### Exercise description
Could you write out the records again from the line containing "In this photo, where can the window" through the end of the records, inclusive, substituting "fortress" for every "castle" and leaving all else unchanged?

### Data supplied
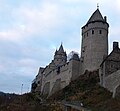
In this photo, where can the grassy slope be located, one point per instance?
(87, 90)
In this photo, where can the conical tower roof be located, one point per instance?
(61, 49)
(96, 16)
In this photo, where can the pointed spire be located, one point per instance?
(61, 48)
(96, 16)
(97, 5)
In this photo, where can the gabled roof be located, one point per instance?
(61, 49)
(96, 16)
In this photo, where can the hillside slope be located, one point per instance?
(87, 90)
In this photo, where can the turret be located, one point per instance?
(94, 41)
(60, 56)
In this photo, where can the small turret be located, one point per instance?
(60, 56)
(94, 41)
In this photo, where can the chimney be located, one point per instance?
(115, 45)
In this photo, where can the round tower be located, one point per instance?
(60, 56)
(94, 45)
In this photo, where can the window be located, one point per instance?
(92, 31)
(100, 31)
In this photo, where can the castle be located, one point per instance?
(94, 56)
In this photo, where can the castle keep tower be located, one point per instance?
(94, 42)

### Answer to the exercise
In this photo, where can the window be located, one point per instance?
(92, 31)
(100, 31)
In this photo, where can the fortress be located, one point per instance?
(94, 56)
In this photo, where can the fortress keep tower be located, one point per instance?
(94, 42)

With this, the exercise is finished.